-- Text passage --
Indeed, the spread of Howard’s garden city concept to continental Europe would prove to be an especially important development in the history of those modernist strains of urbanism that came later, as the modernists both took inspiration from and reacted against the garden city movement.  Germany was the country where the movement spread the most noticeably, with the creation of several garden suburbs before the start of the First World War.[12] It branched out into France, Spain, Italy, Poland, Hungary, and Russia as well.[13] Following the Great War, the influence of the garden city movement waned, but its principles remained a point of reference for the numerous avant-garde currents that came afterward.  It remains historically significant for its posing of the question of how to resolve the contradiction of town and country, as well as its search to find the place of nature within the artificial environment created by human society.

-- Work to be completed --
Answer these questions from the garden city passage, one line each:
(a) Which country saw the movement spread the most noticeably?
(b) After which war did the movement's influence wane?
(c) Besides resolving the contradiction of town and country, what did the movement search to find?

-- Entries --
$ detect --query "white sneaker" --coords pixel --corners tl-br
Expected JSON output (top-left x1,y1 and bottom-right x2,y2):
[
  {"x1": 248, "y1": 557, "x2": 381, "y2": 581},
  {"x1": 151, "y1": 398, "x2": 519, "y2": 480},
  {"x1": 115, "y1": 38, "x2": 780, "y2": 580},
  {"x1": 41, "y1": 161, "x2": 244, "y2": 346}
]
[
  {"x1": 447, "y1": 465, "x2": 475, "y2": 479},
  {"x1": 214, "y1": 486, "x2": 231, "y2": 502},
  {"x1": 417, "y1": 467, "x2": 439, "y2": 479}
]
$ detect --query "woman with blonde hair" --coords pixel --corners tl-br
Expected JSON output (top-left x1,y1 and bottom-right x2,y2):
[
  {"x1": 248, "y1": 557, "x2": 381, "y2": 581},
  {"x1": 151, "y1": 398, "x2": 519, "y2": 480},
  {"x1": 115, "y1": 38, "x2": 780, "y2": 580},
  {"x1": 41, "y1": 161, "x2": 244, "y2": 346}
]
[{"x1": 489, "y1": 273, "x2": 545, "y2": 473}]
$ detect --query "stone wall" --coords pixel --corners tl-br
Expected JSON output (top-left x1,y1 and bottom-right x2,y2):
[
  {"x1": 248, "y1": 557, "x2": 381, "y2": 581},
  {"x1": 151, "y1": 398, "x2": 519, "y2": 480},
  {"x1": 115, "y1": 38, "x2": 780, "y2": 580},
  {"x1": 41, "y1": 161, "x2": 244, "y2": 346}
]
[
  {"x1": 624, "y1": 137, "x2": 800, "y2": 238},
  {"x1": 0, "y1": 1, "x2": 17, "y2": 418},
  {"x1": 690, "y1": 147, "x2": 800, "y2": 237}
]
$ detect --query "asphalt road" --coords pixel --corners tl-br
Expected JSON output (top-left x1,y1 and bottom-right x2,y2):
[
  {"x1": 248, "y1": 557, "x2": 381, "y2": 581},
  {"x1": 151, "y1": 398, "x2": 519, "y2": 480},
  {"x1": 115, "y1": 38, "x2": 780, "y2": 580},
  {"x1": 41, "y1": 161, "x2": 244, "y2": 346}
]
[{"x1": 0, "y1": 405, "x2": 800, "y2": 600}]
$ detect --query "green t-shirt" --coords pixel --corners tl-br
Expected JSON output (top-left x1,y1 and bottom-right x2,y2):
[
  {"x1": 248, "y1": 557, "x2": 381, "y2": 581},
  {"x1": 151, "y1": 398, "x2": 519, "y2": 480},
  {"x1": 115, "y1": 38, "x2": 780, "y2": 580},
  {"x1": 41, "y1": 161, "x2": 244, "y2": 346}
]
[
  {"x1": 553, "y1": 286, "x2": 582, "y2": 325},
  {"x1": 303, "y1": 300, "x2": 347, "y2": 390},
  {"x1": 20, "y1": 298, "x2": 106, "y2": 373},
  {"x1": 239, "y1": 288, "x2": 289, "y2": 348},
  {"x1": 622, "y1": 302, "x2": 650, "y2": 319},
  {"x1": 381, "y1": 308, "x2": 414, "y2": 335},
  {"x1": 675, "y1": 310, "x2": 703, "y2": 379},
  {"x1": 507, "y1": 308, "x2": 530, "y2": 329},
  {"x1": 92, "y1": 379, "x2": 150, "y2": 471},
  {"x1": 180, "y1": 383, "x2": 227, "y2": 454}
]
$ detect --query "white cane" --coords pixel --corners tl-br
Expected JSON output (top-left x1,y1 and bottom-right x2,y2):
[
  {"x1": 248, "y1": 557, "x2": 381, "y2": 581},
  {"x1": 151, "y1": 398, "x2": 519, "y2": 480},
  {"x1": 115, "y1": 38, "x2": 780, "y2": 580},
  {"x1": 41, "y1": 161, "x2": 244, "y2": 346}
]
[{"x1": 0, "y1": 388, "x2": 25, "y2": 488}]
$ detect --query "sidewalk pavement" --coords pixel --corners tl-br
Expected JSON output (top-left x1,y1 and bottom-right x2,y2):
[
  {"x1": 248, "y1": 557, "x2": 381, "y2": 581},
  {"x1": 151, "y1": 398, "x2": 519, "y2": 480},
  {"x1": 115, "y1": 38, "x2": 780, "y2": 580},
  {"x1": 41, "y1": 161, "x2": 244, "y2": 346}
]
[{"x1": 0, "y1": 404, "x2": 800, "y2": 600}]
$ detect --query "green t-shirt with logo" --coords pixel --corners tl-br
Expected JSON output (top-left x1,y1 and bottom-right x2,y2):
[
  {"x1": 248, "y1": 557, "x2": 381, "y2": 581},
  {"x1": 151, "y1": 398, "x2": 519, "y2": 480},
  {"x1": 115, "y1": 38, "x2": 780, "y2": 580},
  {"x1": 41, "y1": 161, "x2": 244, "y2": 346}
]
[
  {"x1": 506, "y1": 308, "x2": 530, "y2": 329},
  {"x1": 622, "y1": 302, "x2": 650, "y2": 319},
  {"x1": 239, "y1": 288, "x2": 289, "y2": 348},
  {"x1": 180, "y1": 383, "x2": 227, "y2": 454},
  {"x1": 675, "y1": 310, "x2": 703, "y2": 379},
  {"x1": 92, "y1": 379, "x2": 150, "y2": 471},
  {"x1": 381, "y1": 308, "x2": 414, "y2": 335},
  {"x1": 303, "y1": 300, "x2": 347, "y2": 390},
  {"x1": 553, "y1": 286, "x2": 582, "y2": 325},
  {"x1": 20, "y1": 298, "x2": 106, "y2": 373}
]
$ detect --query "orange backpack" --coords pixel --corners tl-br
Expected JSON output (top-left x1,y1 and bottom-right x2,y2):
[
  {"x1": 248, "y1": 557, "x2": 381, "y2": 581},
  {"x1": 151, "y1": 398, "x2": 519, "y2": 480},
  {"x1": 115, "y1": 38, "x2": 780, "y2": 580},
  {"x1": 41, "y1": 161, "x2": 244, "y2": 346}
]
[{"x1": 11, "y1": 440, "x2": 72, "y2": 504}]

-- Answer to this exercise --
(a) Germany
(b) The Great War
(c) The place of nature within the artificial environment created by human society